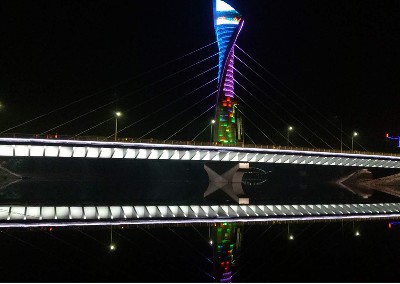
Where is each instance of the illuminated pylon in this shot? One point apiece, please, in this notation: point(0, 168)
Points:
point(227, 23)
point(394, 138)
point(227, 243)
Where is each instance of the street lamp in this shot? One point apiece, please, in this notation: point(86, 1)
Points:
point(352, 140)
point(288, 137)
point(117, 114)
point(211, 130)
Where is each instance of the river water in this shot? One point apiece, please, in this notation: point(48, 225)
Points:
point(319, 252)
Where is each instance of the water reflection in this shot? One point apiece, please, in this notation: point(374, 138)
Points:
point(108, 182)
point(226, 241)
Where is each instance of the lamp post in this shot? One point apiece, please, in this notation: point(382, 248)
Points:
point(288, 136)
point(117, 114)
point(352, 140)
point(211, 129)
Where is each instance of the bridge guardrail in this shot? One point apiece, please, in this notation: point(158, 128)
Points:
point(182, 142)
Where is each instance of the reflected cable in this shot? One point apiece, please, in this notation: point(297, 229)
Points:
point(108, 88)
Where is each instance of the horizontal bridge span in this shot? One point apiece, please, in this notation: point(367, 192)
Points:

************

_Exercise objective:_ Rewrite every one of the lines above, requests included, and resize each coordinate in the answer points by multiplying it by 2.15 and rounding to the nearest whole number, with halves rounded up; leave the sample points inside the requests unchanged. Leave the pictures out.

_Correct output:_
Where is each instance of the illuminated pylon in this shot? One point apiece, please, in this notation: point(0, 168)
Points:
point(488, 49)
point(847, 297)
point(488, 522)
Where is each instance of the street lamp in this shot? One point apiece, please, in this notation: point(86, 1)
Points:
point(757, 301)
point(619, 295)
point(252, 245)
point(454, 280)
Where is each instance of the river water in this shot? One point apiece, please, in this notation: point(48, 225)
Points:
point(686, 542)
Where is each instance of the water reflection in this shot? One point apiece, please, in this notation: point(374, 138)
Points:
point(232, 391)
point(486, 518)
Where is each instance of the lamp post in this shot? One point apiece, please, in this notation: point(382, 248)
Points:
point(619, 292)
point(252, 245)
point(757, 301)
point(454, 277)
Where is each instance of the bridge guardrail in this shot? One point apiece, please, in this notation: point(158, 128)
Points:
point(391, 305)
Where is each instance of the reflected cable in this shot? One point apiece, please, in this notation: point(297, 229)
Points:
point(232, 189)
Where is each instance of the horizontal bridge span in this shot? One point apiece, please, in this notation: point(367, 192)
Points:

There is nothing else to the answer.